Go through the data underneath and copy every line exactly.

====== Extracted entries

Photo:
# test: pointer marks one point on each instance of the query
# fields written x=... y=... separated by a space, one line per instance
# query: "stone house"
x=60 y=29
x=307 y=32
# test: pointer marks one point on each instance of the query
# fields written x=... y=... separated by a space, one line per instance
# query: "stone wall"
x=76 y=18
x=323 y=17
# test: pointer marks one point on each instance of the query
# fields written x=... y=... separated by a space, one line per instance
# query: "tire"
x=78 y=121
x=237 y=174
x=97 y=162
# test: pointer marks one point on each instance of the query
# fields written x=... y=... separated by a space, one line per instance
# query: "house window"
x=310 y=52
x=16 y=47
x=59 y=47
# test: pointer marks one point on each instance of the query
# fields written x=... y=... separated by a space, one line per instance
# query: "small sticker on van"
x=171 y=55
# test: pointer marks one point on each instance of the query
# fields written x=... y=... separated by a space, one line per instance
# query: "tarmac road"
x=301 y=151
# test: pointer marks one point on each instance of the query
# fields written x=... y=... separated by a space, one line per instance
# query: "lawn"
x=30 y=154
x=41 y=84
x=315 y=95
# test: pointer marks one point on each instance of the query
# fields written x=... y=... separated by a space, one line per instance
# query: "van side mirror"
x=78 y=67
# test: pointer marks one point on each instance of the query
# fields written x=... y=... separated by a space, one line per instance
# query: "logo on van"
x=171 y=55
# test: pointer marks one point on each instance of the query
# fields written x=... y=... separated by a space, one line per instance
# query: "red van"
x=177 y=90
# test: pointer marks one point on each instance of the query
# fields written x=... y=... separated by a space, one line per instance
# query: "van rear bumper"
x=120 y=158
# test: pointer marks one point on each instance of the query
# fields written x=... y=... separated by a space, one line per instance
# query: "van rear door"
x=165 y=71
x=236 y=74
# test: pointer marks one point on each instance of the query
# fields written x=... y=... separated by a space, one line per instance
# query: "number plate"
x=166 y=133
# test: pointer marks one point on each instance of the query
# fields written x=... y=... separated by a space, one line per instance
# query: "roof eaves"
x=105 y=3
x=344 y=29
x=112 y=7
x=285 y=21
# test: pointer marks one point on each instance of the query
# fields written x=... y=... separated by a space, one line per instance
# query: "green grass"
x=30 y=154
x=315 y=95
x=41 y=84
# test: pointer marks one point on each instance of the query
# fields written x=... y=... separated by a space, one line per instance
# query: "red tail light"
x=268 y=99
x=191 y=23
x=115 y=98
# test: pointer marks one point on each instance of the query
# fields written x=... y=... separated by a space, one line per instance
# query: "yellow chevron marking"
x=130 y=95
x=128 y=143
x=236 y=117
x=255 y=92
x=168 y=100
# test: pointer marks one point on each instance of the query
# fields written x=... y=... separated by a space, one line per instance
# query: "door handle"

============

# Answer for the task
Photo:
# test: pointer marks one point on each instance of the query
# fields written x=... y=... separated by a space, one line per instance
# query: "stone house"
x=60 y=29
x=307 y=32
# test: pointer marks one point on each instance of the query
# fields written x=... y=... separated by a space, one line per instance
# query: "stone wall"
x=76 y=18
x=323 y=17
# test: pointer marks one point on each instance of the query
# fields written x=... y=... separated by a space, one line per instance
# query: "tire"
x=78 y=121
x=237 y=174
x=97 y=162
# test: pointer marks one point on each instance of the query
# fields written x=... y=... separated by a space, one line per instance
# query: "house window"
x=310 y=52
x=16 y=47
x=59 y=47
# test: pointer marks one point on each instance of the query
# fields written x=... y=... separated by a space, one line per instance
# query: "small sticker on van"
x=171 y=55
# test: pointer marks one point on each instance of the query
# fields written x=... y=... separated by a space, one line per instance
# query: "tarmac road"
x=301 y=151
# test: pointer marks one point on each instance of the query
# fields written x=... y=... separated by a space, one line per instance
# query: "lawn"
x=30 y=154
x=41 y=84
x=315 y=95
# test: pointer marks one point on each instance of the query
# fields written x=... y=... separated by a space, one line per instance
# query: "van side mirror"
x=78 y=67
# test: pointer marks one point on each instance of the query
# fields written x=... y=... separated by a space, one line per instance
# query: "logo on van"
x=171 y=55
# test: pointer marks one point on each instance of the query
# fields written x=... y=... separated by a space, one line per instance
# query: "red van"
x=177 y=90
# test: pointer marks one point on each instance of the query
# fields written x=... y=... separated by a space, one line per instance
# query: "van rear bumper"
x=120 y=158
# test: pointer marks one point on each instance of the query
# fields written x=... y=... separated by a space, one line per instance
# query: "van rear door"
x=165 y=71
x=236 y=74
# test: pointer marks one point on each instance of the query
# fields written x=... y=... separated by a space, one line per instance
# query: "number plate"
x=166 y=133
# test: pointer marks one point on each instance of the query
# fields written x=... y=... separated by a space, one line per instance
# query: "roof eaves"
x=105 y=3
x=344 y=29
x=112 y=7
x=285 y=21
# test: pointer marks one point on each instance of the query
# fields written x=... y=... separated by a space, one line per instance
# query: "green grass"
x=30 y=154
x=315 y=95
x=41 y=84
# test: pointer marks one point on each instance of the query
# fields written x=... y=... separated by a space, one line per instance
# query: "red tail light"
x=268 y=99
x=191 y=23
x=115 y=98
# test: pointer marks one point on each instance of the query
# fields written x=... y=... separated by a space, one line per instance
# query: "yellow chevron marking"
x=130 y=95
x=128 y=143
x=236 y=117
x=255 y=92
x=168 y=100
# test: pointer marks one point on each instance of the query
# fields written x=... y=... separated by a space, one line per instance
# query: "door handle"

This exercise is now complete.